*** DOCUMENT PASSAGE Section Begins ***
Combating Aedes

One of the more interesting ways to combat mosquito-borne diseases is by infecting the mosquitoes with a parasite. The Aedes aegypti mosquito hosts the viruses responsible for dengue, zika, yellow fever and chikungunya. Female mosquitoes bite infected humans and pick up those viruses, which flourish within the mosquitoes’ cells. These diseases are passed on when the infected mosquito bites somebody else. 

Dengue causes 50-100 million infections every year while zika epidemics in the Latin America have had terrible effects on new-born babies. Yellow fever affects Brazil and Africa and chikungunya has caused epidemics across continents.

Researchers have discovered that a common bacteria, wolbachia, can inhibit virus infections in mosquitoes. The wolbachia bacteria is a parasite that comes in multiple strains. It is naturally present in 60 per cent of insect species, as well as in some nematodes (worms). But aedes is not a normal host for wolbachia.
*** DOCUMENT PASSAGE Section Ends ***
# CHECK YOUR UNDERSTANDING
- 1) From the passage on combating Aedes, list every disease that the Aedes aegypti mosquito is said to spread.
- 2) Please set down the passage on combating Aedes from "One of the more" up to and including "bites somebody else.", word for word.
- 3) Carry the passage on combating Aedes forward from its final sentence.
*** INFORMATION PROVIDED Section Begins ***
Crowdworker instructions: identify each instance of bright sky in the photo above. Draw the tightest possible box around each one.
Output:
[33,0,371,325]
*** INFORMATION PROVIDED Section Ends ***
*** INFORMATION PROVIDED Section Begins ***
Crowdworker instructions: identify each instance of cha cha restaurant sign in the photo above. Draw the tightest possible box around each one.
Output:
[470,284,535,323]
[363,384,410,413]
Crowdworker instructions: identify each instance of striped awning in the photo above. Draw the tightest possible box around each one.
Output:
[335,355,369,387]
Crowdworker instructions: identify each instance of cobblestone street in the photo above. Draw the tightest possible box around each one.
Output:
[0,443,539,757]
*** INFORMATION PROVIDED Section Ends ***
*** INFORMATION PROVIDED Section Begins ***
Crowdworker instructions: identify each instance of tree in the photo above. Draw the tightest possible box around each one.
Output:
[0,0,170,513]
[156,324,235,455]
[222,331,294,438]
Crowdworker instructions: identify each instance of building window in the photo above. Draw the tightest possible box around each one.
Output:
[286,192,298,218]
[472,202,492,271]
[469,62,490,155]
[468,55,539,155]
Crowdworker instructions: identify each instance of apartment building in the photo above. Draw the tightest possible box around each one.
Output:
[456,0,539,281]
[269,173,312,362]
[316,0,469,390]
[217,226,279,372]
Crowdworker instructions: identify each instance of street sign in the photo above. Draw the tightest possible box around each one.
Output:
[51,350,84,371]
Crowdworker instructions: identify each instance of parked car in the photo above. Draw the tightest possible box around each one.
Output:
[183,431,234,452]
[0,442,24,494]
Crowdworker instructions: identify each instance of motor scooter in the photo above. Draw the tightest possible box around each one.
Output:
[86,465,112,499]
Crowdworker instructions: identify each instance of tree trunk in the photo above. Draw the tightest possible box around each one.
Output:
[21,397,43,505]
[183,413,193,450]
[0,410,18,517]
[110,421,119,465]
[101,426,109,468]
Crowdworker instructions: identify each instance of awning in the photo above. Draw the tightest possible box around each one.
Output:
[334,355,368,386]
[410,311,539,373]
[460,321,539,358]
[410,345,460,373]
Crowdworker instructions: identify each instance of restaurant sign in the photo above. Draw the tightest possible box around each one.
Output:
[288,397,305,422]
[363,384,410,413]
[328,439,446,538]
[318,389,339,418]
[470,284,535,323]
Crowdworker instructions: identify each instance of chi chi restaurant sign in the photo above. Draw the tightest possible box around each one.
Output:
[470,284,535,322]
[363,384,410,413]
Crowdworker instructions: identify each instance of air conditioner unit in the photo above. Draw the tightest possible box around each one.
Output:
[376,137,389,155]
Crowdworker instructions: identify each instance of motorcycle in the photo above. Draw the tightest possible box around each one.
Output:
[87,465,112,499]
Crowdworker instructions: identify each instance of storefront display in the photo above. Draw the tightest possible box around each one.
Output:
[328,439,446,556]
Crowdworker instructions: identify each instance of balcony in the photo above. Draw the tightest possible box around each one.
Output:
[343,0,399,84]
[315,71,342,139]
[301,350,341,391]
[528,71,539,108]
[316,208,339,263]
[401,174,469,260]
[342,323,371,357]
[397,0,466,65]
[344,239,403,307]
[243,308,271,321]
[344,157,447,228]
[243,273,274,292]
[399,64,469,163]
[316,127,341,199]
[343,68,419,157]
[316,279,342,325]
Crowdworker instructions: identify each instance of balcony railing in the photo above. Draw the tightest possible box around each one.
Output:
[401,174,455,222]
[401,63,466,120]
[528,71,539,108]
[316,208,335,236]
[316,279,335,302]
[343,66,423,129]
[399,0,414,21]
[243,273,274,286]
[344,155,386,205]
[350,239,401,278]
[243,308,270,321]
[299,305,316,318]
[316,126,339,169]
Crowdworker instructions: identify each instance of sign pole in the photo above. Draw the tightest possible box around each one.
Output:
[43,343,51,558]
*** INFORMATION PROVIDED Section Ends ***
# TASK RESULTS
- 1) Dengue, zika, yellow fever, chikungunya

- 2)
One of the more interesting ways to combat mosquito-borne diseases is by infecting the mosquitoes with a parasite. The Aedes aegypti mosquito hosts the viruses responsible for dengue, zika, yellow fever and chikungunya. Female mosquitoes bite infected humans and pick up those viruses, which flourish within the mosquitoes’ cells. These diseases are passed on when the infected mosquito bites somebody else.

- 3)
The bacteria works in two ways to inhibit virus infections. It seems to boost the mosquito immune system, which makes it harder for viruses to infect the insect. It also competes with viruses for key molecules like cholesterol. Viruses need cholesterol to survive and wolbachia is more efficient at consuming cholesterol. Hence it starves any virus that does infect the mosquito. 

Some strains of wolbachia present in nematodes are dangerous. They can cause inflammation that results in filaria and other diseases. But the strains used by researchers in the anti-mosquito experiments don’t harm human beings, or large animals. This makes the introduction of the bacteria to the mosquito (the bacteria is present everywhere, anyhow) safe and environmentally sustainable. 

Researchers at Universities in Melbourne and Glasgow and the Institute for Medical Research in Malaysia have worked with the World Mosquito Program (WMP) to experiment with the introduction of wolbachia to aedes populations. 

In 2011, researchers led by Scott O’Neill, a professor at the Monash University in Melbourne, Australia, started injecting wolbachia into aedes eggs, after harvesting the bacteria from fruit flies where it is naturally present. After hatching, the wolbachia-infected aedes were released into pilot areas in Queensland to mate with wild aedes populations. Over time, the disease incidences of these pilot zones were compared to nearby control areas where wolbachia-mosquitoes were not present.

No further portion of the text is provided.